LA CROSSE, Wis. — Vice President J.D. Vance on Thursday touted President Trump’s massive tax cut, immigration enforcement and spending package at a steel-fabricating plant in this key battleground state for Republicans in the 2026 midterms.

The vice president touted specific measures in the Big Beautiful Bill, such as no taxes on overtime or tips and extended the tax cuts enacted under Mr. Trump’s first term.

“What the ’working families tax cut’ did is very simple,” Mr. Vance told the audience. “It lets you keep more money in your pocket. It rewarded you for building a business or working at a business right here in the United States of America.”

He said the new law “makes it easier for you to take home more of your hard-earned pay and it makes it easier if you’re an American manufacturer and American business to build your facility or expand your facility right here in the United States of America.”

Mr. Vance spoke at Mid-City Steel, LLC, a facility that the vice president says will benefit under the so-called Big Beautiful Bill. His remarks were part of the Trump administration’s efforts to rebrand the legislation, which Mr. Trump signed into law last month but is polling poorly with Americans.

Mr. Vance avoided using the name Big Beautiful Bill, which is its official title. Instead, he referred to it as the “Working Families Tax Cut.”

----

» **Requests**:
1. From the article about Vice President Vance's speech in La Crosse, list every specific measure in the Big Beautiful Bill that he is said to have touted.
2. Copy verbatim the part of the article about Vance's speech that opens with the words containing "LA CROSSE, Wis." and closes with "the 2026 midterms.".

----

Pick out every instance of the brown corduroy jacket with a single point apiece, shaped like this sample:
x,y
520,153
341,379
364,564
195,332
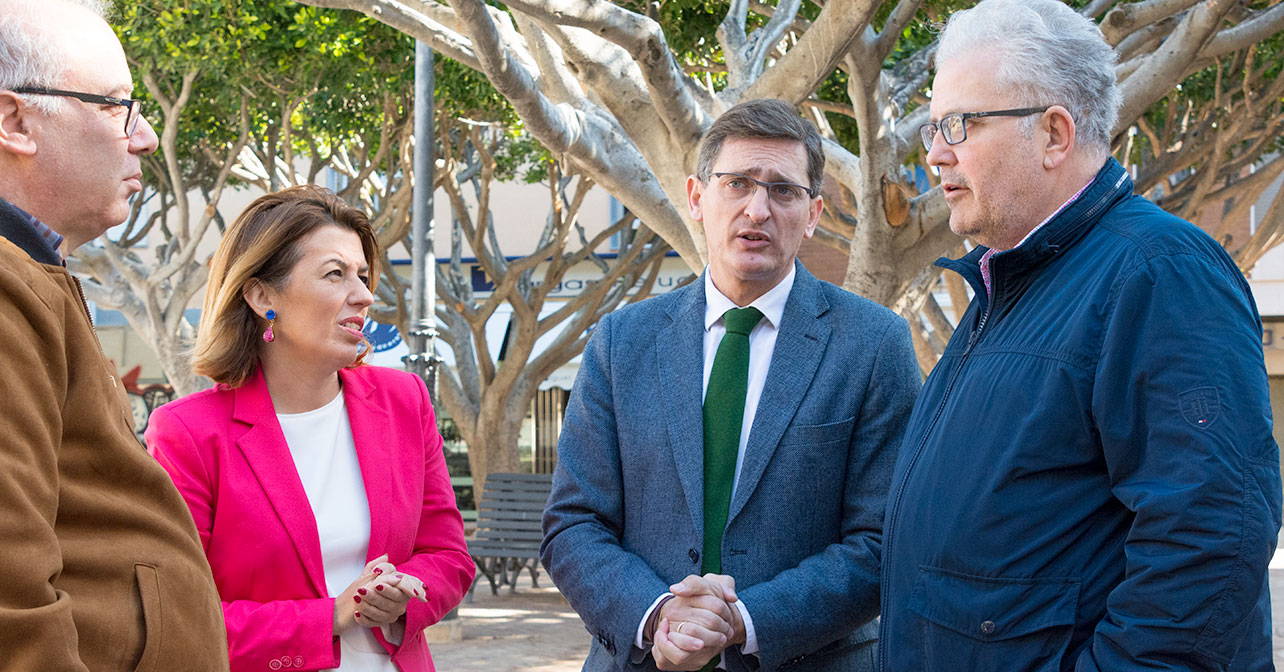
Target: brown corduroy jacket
x,y
100,565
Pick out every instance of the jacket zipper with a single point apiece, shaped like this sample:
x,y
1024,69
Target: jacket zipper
x,y
913,461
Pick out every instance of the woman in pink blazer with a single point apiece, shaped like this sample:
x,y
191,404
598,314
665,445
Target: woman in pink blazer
x,y
317,485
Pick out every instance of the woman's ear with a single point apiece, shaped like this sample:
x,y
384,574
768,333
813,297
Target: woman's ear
x,y
258,296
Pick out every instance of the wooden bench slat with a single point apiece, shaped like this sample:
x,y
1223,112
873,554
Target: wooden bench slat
x,y
509,527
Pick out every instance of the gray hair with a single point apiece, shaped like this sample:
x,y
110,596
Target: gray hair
x,y
763,117
30,55
1049,54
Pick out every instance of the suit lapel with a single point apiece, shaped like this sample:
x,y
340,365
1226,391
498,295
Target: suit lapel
x,y
799,348
370,434
263,447
681,352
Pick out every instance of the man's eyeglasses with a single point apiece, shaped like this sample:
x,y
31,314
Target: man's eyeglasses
x,y
953,127
134,106
741,186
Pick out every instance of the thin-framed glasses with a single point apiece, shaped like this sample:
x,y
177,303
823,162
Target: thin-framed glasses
x,y
741,186
134,106
953,127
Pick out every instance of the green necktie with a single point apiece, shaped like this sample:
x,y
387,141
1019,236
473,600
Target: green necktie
x,y
724,411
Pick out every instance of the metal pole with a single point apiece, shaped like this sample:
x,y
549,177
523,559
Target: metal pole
x,y
423,321
423,261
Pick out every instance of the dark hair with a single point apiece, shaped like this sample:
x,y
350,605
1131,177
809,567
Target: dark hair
x,y
263,244
763,117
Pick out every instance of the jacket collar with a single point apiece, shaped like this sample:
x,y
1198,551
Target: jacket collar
x,y
16,228
265,450
1061,233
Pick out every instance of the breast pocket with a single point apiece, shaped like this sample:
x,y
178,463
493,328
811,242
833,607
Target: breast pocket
x,y
818,434
149,594
985,623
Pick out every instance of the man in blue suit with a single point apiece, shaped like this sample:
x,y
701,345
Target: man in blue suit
x,y
683,545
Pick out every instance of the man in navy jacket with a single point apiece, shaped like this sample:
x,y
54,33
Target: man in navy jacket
x,y
1088,481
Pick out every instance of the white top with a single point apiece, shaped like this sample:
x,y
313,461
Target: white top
x,y
762,346
325,455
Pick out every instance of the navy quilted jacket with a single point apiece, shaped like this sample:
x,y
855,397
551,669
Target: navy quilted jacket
x,y
1089,479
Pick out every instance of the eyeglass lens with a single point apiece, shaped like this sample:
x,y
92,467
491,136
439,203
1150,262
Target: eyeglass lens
x,y
953,129
742,186
131,118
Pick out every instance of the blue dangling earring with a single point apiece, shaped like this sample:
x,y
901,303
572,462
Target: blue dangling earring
x,y
268,336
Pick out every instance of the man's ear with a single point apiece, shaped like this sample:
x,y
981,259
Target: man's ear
x,y
695,192
1059,126
258,296
17,121
813,216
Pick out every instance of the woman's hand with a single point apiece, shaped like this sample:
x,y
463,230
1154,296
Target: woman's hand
x,y
347,601
384,598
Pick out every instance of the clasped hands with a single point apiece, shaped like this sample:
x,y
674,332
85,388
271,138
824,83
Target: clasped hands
x,y
378,598
697,623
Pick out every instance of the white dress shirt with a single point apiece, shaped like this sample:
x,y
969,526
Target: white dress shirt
x,y
762,346
325,455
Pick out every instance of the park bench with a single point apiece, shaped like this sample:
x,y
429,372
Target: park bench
x,y
509,533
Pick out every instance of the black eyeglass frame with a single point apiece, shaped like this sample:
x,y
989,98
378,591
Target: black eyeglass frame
x,y
765,185
927,132
132,104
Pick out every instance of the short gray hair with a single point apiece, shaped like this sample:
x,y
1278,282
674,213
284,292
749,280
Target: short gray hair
x,y
763,117
28,57
1048,53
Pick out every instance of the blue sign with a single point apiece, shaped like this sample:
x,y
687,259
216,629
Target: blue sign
x,y
381,337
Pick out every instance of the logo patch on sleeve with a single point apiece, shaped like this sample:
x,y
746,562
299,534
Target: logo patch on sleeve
x,y
1199,406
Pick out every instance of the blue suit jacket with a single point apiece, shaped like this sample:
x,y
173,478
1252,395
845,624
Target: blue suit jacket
x,y
804,531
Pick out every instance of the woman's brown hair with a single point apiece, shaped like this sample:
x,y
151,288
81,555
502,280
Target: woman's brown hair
x,y
263,244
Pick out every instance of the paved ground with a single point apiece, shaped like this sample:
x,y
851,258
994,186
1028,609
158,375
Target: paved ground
x,y
533,630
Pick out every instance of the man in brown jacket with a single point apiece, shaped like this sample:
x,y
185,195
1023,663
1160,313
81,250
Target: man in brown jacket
x,y
100,565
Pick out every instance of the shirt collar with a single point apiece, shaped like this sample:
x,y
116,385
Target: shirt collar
x,y
48,238
771,305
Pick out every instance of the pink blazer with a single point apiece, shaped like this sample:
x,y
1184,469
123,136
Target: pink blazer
x,y
227,456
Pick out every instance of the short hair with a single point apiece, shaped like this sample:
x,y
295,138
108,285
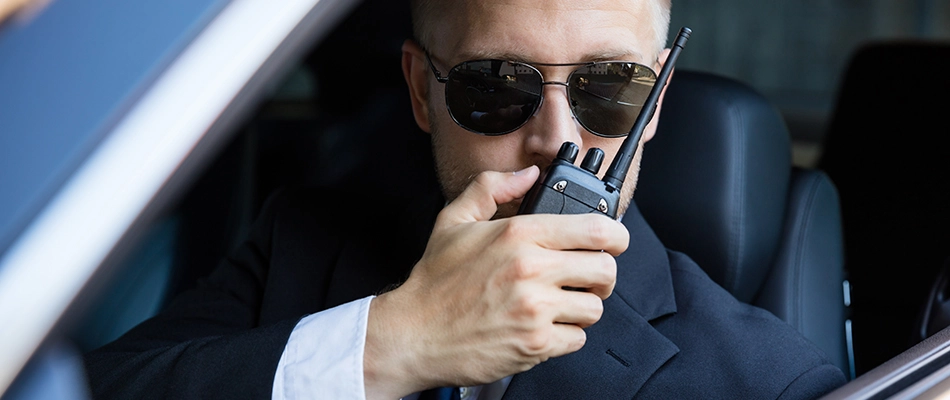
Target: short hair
x,y
424,11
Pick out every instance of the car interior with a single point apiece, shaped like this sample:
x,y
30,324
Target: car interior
x,y
794,238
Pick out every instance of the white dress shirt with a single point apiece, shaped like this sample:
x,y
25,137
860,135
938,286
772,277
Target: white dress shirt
x,y
323,359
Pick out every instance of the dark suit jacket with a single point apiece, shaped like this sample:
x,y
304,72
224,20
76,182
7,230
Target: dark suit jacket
x,y
667,331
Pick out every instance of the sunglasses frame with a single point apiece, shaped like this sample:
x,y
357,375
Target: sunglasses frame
x,y
566,84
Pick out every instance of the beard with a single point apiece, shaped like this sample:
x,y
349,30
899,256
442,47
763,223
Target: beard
x,y
455,173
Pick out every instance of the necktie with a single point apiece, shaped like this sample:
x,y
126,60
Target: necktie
x,y
443,393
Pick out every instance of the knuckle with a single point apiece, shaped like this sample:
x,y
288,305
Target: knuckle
x,y
536,342
523,268
609,268
598,233
529,307
515,229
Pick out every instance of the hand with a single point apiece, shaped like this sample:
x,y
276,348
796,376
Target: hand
x,y
487,299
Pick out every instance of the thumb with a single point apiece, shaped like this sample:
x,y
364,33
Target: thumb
x,y
481,198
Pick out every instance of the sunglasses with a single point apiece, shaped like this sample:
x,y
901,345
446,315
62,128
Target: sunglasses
x,y
495,97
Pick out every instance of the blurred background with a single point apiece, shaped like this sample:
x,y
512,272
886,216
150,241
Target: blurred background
x,y
795,52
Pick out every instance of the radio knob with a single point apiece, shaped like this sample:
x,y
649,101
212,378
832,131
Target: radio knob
x,y
592,160
568,152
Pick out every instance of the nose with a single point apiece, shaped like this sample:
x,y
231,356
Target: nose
x,y
552,125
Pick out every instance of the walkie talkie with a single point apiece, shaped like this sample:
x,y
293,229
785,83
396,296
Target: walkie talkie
x,y
564,188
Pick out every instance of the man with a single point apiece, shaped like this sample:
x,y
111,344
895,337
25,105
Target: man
x,y
532,306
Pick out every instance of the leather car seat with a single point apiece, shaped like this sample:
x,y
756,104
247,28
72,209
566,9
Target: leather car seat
x,y
885,150
717,184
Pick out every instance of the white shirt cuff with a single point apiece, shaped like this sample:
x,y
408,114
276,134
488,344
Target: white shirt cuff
x,y
324,355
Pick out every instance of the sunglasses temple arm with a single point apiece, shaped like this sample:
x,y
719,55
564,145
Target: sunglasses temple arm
x,y
618,168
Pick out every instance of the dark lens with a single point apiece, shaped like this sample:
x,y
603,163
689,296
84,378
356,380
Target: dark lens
x,y
607,97
492,97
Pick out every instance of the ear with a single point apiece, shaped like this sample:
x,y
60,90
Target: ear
x,y
416,71
651,129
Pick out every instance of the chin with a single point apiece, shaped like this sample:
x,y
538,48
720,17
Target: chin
x,y
508,209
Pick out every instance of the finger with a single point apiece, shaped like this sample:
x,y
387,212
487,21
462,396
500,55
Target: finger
x,y
578,308
481,198
594,272
577,232
566,339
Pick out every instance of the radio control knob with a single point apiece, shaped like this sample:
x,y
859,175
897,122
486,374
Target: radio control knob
x,y
568,152
593,160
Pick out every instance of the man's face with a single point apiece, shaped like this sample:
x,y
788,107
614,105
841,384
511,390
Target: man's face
x,y
533,31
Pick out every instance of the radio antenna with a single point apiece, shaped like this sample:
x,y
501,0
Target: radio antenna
x,y
618,168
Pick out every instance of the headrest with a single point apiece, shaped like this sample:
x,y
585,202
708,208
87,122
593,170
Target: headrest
x,y
714,179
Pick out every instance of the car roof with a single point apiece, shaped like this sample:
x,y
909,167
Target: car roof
x,y
107,110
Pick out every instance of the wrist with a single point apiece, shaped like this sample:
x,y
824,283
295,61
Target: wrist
x,y
390,369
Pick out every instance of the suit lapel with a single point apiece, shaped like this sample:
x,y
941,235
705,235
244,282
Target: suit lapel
x,y
623,350
621,353
383,250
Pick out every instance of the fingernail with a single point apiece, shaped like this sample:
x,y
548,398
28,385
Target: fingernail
x,y
522,171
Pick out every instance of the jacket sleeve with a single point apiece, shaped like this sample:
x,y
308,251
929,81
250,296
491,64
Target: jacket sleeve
x,y
208,342
814,383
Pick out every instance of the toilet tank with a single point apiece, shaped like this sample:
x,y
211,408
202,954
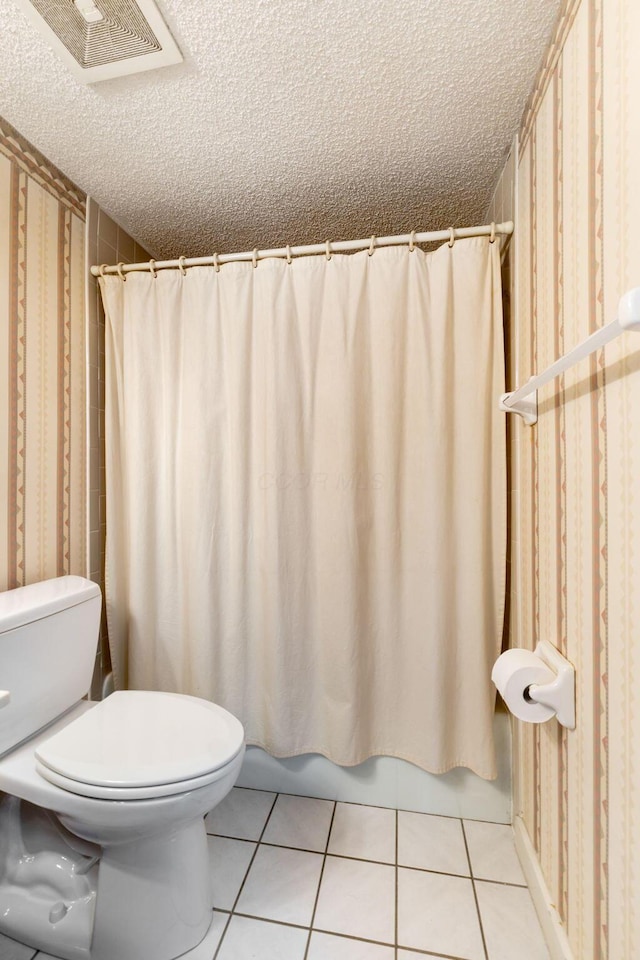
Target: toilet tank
x,y
48,639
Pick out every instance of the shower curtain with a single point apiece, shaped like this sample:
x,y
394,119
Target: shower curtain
x,y
306,497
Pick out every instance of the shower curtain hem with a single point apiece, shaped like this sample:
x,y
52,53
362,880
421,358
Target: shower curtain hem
x,y
378,752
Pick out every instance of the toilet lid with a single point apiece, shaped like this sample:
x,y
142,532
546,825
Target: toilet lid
x,y
137,738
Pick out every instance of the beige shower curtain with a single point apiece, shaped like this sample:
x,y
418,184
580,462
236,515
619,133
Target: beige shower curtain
x,y
306,497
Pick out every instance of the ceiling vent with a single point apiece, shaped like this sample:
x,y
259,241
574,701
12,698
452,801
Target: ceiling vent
x,y
102,39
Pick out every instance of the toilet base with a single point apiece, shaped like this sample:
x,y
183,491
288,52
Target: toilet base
x,y
155,891
154,898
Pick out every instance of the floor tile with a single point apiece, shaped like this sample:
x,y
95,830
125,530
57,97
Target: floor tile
x,y
242,814
325,946
368,833
247,939
438,913
510,923
357,899
492,851
412,955
229,861
282,885
12,950
207,947
432,843
300,822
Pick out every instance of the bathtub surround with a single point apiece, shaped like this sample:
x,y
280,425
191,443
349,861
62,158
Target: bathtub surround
x,y
575,517
42,368
305,486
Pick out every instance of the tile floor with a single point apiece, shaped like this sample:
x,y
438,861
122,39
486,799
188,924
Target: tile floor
x,y
295,878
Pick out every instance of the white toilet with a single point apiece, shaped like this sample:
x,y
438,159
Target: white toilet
x,y
103,851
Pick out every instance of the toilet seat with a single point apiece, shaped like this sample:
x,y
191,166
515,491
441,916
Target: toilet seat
x,y
141,744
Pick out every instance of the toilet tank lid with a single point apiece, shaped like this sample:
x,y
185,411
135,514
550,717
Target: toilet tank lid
x,y
38,600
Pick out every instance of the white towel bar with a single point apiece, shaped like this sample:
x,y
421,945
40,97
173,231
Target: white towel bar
x,y
628,319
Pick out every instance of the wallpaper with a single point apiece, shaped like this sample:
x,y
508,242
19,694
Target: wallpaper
x,y
576,474
42,368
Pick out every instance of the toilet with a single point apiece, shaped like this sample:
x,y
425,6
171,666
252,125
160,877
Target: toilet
x,y
103,849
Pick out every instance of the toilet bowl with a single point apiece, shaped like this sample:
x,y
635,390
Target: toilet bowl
x,y
103,850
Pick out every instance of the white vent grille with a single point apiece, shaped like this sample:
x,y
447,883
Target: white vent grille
x,y
123,37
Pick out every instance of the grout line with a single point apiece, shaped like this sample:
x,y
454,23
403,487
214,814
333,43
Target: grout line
x,y
475,894
315,903
224,933
395,949
244,879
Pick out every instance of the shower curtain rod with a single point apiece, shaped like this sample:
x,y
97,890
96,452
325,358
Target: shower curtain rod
x,y
328,248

----

» **Answers in order**:
1.
- No taxes on overtime
- No taxes on tips
- Extension of the tax cuts enacted under Mr. Trump's first term

2.
LA CROSSE, Wis. — Vice President J.D. Vance on Thursday touted President Trump’s massive tax cut, immigration enforcement and spending package at a steel-fabricating plant in this key battleground state for Republicans in the 2026 midterms.